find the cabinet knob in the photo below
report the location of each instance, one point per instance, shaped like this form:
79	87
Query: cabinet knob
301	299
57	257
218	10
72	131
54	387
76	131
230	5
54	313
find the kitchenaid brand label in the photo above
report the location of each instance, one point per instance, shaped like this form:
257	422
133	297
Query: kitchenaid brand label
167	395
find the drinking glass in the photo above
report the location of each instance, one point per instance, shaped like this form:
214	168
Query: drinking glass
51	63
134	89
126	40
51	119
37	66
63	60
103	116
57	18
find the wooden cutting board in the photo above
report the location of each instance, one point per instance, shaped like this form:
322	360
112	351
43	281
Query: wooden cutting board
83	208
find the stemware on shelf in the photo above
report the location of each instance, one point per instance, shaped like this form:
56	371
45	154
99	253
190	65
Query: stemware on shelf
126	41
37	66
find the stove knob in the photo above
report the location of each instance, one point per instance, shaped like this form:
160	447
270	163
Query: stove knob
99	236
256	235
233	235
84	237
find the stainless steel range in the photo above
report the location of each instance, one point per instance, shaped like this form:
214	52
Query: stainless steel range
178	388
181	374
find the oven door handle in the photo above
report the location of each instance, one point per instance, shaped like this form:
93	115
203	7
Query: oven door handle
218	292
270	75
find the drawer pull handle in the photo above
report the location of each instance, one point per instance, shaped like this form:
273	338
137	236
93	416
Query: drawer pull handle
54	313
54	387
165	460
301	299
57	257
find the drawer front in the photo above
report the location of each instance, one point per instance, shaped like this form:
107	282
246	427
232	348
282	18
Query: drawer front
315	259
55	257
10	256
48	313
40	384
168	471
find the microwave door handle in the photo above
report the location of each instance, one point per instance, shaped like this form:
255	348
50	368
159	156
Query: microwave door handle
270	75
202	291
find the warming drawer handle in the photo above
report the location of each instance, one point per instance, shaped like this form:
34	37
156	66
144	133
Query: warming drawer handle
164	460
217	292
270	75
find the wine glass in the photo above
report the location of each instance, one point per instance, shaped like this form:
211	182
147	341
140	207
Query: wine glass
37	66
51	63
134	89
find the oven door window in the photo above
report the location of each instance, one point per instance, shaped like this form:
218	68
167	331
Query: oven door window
=-=-=
= Ziel =
Bitte gib sämtliche Zeilen oben vollständig und unverändert aus.

= Lösung =
find the cabinet knob in the photo below
report the location of each instance, one point per instance, shaped like this form:
79	87
Query: cabinet knob
301	299
57	257
218	10
72	131
54	387
76	131
230	5
54	313
find the kitchenaid brand label in the photo above
report the location of each instance, one point per instance, shaped like this form:
257	422
133	297
Query: kitchenaid brand label
167	395
find the drinking glass in the photo above
report the location of each instance, one point per instance, shaped like this form:
214	168
Query: drinking glass
51	63
134	89
126	40
51	119
37	66
63	60
103	116
57	18
find the wooden cutting board in the photo above
report the location of each instance, one point per instance, shaped like this form:
322	360
112	351
43	281
Query: wooden cutting board
83	208
find the stemware on shelf in the photo above
report the location of each instance, one point per instance, shaped like this form:
56	371
45	154
99	253
190	65
Query: stemware on shelf
126	41
37	66
find the stove knob in the photo above
report the location of each instance, one point per instance, shaped like this form:
160	447
270	163
Query: stove knob
99	236
256	235
233	235
84	237
find the stainless steel range in the photo above
report the location of each instance, one point per instance, shaped like this form:
214	52
Query: stainless steel range
178	388
181	374
find the oven door handle in the photo above
report the location of each instance, one point per instance, shaped like this form:
93	115
203	7
Query: oven door handle
218	292
270	75
find the drawer pull handle in the photo above
report the location of each instance, one point per instance, shaped like this form:
273	338
137	236
93	416
Query: drawer pull handle
54	313
54	387
165	460
301	299
57	257
find the drawer front in the photo above
report the location of each instance, one point per instance, shaped like this form:
107	282
246	427
232	348
282	18
Query: drawer front
315	259
55	257
10	256
48	313
40	384
168	471
find the microwave door handle in the photo above
report the location of each instance, one point per instance, shaped like this form:
255	348
50	368
159	156
Query: microwave door handle
270	75
202	291
find the warming drawer handle in the photo above
report the location of each instance, one point per instance, shaped like this form:
34	37
156	66
144	133
Query: warming drawer handle
164	460
217	292
270	75
find the wine glass in the photo above
report the location of each instance, one point per instance, shaped like this form:
211	182
147	341
140	207
Query: wine glass
37	66
51	63
134	89
find the oven door window in the photo above
report the location of each instance, one point per instance, shaped like this form:
218	68
167	331
Query: oven door window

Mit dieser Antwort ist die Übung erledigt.